→ **What you need to do**: The data must be returned in full and exactly as given.

→ **Extracted information**:
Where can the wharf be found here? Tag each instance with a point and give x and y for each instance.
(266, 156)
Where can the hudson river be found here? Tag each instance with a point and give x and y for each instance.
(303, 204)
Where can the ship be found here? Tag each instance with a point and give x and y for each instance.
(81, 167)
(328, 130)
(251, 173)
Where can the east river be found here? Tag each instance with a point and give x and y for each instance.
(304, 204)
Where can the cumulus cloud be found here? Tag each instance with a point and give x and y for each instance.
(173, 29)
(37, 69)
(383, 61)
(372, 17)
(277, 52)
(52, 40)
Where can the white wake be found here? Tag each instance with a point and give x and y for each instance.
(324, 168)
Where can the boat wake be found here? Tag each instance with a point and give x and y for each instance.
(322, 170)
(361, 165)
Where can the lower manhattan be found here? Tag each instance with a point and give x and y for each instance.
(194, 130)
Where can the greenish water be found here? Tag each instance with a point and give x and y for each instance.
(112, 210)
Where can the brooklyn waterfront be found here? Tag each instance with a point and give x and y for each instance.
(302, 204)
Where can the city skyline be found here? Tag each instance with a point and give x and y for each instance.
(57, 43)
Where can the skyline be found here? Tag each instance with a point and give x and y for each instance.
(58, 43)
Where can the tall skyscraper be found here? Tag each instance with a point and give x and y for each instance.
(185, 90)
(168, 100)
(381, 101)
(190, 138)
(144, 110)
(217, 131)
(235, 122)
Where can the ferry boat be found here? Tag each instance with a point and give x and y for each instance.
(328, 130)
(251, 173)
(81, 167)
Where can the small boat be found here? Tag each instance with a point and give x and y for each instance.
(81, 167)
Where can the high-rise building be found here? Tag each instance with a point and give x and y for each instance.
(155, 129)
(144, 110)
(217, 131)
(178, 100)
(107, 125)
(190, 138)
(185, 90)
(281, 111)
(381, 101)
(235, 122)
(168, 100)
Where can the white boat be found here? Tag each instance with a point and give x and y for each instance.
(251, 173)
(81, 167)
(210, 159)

→ **Solved problem**:
Where can the wharf be found here? Tag each instance with a point and give x and y for each instance.
(266, 156)
Where can the hudson river be found here? Tag each instance with a point and give x and y for each instance.
(303, 204)
Where can the ship be found here? Tag each instance with a point and give x and y for each instance.
(81, 167)
(328, 130)
(251, 173)
Where can the east river be found here? Tag each instance with a point and give x and y for each instance.
(304, 204)
Where can the cumulus cloud be found here? Tag each instance with a point and give x and y for each instance.
(173, 29)
(37, 69)
(383, 61)
(372, 17)
(277, 52)
(52, 40)
Where can the white wake be found here? Tag each instance with a point and give x and y for each instance.
(324, 168)
Where can the boat wake be found here? Tag each instance with a point and give x and y for each instance.
(322, 170)
(361, 165)
Where can the lower manhattan be found here? Tag each instance with a point and give x and y for each instance.
(194, 130)
Where can the greenish water be found here? Tag each instance with a point and give x and y for each instance.
(112, 210)
Where can the brooklyn waterfront be found here? Tag each instance with a point and give x and y for each instance.
(302, 204)
Where can the city skyline be found here? Tag each instance with a point and give x and y for each instance.
(57, 43)
Where can the skyline be found here? Tag each instance with a point and give x and y for each instance.
(58, 43)
Where can the tall skyscraper be found here? Tag each instance with a point and give x and y for each instance.
(185, 90)
(168, 100)
(381, 101)
(190, 138)
(144, 110)
(217, 131)
(235, 122)
Where can the ferry boat be found here? Tag each instance with a point and give x and y for each instance.
(328, 130)
(251, 173)
(81, 167)
Where can the small boat be found here? Tag each instance with a point and give x and y for each instance.
(81, 167)
Where can the high-rise building be found here? Tag each instance with a point and give x and y for each instance.
(155, 129)
(144, 110)
(217, 131)
(178, 100)
(107, 125)
(190, 138)
(185, 90)
(281, 111)
(381, 101)
(235, 122)
(168, 100)
Where can the white boat be found here? Tag each instance with a point and give x and y for each instance.
(251, 173)
(81, 167)
(210, 159)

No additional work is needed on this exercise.